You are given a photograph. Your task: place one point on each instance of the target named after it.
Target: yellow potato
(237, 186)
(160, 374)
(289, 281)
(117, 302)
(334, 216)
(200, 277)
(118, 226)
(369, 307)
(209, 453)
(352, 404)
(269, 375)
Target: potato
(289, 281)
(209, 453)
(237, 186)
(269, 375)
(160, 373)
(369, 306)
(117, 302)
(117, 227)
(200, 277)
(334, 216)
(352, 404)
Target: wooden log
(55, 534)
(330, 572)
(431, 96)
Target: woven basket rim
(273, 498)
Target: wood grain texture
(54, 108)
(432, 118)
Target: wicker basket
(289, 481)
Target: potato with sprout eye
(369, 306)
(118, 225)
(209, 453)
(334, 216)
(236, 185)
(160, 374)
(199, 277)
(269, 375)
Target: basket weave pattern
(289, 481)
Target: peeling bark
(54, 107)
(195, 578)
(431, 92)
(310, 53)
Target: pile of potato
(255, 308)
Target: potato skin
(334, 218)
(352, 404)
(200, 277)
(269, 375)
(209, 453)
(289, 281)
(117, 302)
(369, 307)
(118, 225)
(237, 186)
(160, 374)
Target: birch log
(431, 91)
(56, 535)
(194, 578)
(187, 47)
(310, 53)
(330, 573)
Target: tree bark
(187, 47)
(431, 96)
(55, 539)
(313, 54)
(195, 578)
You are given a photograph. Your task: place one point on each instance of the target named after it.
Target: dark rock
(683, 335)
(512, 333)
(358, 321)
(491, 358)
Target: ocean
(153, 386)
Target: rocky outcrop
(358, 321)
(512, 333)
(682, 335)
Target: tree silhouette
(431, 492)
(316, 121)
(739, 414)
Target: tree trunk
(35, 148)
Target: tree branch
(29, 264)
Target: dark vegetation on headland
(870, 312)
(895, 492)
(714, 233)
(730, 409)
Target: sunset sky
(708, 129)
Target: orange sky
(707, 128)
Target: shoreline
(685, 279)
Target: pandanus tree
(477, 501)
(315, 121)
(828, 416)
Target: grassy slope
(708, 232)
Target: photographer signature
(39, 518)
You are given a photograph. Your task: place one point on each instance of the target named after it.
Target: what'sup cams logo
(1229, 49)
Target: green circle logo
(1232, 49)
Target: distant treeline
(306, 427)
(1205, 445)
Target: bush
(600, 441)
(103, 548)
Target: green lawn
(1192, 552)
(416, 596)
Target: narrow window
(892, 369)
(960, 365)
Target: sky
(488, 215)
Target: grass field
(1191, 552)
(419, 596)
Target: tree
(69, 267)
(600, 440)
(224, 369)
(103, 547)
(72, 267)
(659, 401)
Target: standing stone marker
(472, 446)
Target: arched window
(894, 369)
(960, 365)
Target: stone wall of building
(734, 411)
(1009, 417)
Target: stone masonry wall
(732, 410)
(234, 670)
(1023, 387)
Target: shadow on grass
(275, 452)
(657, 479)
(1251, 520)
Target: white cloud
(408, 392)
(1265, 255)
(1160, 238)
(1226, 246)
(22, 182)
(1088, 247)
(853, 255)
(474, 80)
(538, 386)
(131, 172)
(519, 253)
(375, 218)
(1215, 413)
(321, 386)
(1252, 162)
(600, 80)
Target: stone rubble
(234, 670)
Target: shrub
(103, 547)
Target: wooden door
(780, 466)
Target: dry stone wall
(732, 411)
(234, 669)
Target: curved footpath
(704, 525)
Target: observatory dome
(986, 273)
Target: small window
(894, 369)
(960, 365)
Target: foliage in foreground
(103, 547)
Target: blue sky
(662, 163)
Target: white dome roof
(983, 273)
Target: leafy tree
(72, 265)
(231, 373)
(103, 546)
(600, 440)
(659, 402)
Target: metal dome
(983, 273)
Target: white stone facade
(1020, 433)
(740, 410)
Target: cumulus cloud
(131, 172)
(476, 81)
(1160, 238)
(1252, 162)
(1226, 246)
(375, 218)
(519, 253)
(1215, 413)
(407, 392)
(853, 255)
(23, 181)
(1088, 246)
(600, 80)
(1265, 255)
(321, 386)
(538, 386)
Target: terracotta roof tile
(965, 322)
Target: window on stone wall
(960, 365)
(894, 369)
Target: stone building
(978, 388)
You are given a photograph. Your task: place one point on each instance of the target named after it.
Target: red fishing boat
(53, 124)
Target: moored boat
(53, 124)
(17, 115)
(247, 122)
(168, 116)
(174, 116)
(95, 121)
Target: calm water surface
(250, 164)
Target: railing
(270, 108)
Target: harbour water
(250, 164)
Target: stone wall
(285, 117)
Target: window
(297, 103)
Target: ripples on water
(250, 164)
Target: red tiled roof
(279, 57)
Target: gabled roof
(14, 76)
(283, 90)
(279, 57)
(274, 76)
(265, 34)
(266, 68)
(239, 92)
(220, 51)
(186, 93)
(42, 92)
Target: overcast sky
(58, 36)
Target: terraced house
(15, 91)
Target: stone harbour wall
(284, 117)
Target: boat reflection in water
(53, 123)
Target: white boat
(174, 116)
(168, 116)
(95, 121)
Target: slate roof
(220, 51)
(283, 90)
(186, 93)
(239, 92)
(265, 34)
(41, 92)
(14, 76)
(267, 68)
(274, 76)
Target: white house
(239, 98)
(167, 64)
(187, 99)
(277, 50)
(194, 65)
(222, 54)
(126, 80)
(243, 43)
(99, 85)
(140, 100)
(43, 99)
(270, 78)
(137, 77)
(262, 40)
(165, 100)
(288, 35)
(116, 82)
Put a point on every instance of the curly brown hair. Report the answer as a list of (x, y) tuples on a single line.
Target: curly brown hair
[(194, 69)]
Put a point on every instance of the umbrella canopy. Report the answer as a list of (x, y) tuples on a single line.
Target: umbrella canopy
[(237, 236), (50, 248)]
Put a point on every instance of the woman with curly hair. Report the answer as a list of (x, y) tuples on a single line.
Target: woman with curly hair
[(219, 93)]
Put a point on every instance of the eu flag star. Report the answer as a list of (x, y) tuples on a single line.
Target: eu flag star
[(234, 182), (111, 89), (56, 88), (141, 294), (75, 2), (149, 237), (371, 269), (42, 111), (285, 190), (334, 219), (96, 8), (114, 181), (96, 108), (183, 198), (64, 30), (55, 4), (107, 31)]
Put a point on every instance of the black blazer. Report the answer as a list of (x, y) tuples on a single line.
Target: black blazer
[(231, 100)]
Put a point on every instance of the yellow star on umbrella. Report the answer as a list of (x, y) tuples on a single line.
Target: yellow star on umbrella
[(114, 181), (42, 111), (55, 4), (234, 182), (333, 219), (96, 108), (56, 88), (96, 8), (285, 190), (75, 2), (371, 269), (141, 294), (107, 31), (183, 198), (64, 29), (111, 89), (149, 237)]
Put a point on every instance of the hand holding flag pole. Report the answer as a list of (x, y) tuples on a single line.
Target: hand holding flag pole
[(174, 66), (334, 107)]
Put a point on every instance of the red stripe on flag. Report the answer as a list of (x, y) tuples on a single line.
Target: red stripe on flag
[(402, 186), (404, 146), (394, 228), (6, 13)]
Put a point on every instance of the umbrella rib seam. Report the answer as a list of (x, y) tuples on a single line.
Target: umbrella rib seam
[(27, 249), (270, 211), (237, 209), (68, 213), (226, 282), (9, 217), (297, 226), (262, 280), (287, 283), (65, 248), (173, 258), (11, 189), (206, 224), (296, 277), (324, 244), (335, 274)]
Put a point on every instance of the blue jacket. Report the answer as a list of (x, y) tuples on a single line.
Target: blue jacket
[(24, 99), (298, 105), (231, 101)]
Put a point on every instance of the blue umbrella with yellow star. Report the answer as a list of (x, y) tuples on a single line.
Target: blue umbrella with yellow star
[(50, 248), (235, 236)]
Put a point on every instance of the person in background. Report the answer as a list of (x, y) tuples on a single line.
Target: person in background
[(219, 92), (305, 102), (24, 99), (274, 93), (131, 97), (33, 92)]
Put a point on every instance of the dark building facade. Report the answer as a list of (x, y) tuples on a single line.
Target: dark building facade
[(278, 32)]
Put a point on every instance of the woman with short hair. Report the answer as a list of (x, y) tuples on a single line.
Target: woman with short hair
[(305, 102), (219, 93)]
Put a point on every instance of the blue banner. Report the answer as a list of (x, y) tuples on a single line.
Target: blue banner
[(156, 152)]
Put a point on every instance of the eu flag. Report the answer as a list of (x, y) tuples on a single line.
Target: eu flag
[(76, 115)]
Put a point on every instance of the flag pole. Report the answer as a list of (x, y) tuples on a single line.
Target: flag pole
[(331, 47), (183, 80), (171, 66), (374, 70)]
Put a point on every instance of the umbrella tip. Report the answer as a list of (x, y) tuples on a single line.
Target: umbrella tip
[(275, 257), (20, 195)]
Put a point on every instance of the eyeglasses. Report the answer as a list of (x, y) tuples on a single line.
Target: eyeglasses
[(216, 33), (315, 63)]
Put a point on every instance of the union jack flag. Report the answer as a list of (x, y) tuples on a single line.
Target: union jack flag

:::

• Problem to solve: In the rows from the line with "Target: calm water surface" up to and including the line with "[(231, 100)]", rename "water" to "sea" and leave everything else unchanged. Give back only those lines.

• Written solution:
Target: calm sea surface
(250, 164)
Target: railing
(270, 108)
Target: harbour sea
(250, 164)
Target: stone wall
(285, 117)
Target: window
(297, 103)
Target: ripples on sea
(250, 164)
Target: red tiled roof
(279, 57)
Target: gabled roof
(14, 76)
(283, 90)
(279, 57)
(274, 76)
(265, 34)
(266, 68)
(239, 92)
(220, 51)
(186, 93)
(42, 92)
Target: overcast sky
(58, 36)
Target: terraced house
(15, 91)
Target: stone harbour wall
(284, 117)
Target: boat reflection in sea
(53, 123)
Target: white boat
(174, 116)
(168, 116)
(95, 121)
Target: slate roof
(220, 51)
(283, 90)
(186, 93)
(239, 92)
(265, 34)
(41, 92)
(14, 76)
(267, 68)
(274, 76)
Target: white house
(239, 98)
(167, 64)
(187, 99)
(277, 50)
(194, 65)
(222, 54)
(126, 80)
(243, 43)
(99, 85)
(140, 100)
(43, 99)
(270, 78)
(137, 77)
(262, 40)
(165, 100)
(288, 35)
(116, 82)
Put a point on every instance of the curly brown hair. Report the answer as a list of (x, y) tuples on a single line.
Target: curly brown hair
[(194, 69)]
Put a point on every instance of the umbrella canopy. Report the answer as a list of (x, y) tuples on a single line.
Target: umbrella canopy
[(237, 236), (50, 248)]
Put a point on every instance of the woman with curly hair. Report the answer as a list of (x, y) tuples on a single line.
Target: woman with curly hair
[(219, 93)]
Put a point on every instance of the eu flag star. Report the answer as a list of (x, y) tuples on a single line.
Target: eu flag star
[(234, 182), (111, 89), (56, 88), (141, 294), (75, 2), (149, 237), (371, 269), (42, 111), (285, 190), (334, 219), (96, 8), (114, 181), (96, 108), (183, 198), (64, 30), (55, 4), (107, 31)]
Put a point on every instance of the black blazer. Report the answer as a list of (x, y) tuples on a single line.
Target: black blazer
[(231, 100)]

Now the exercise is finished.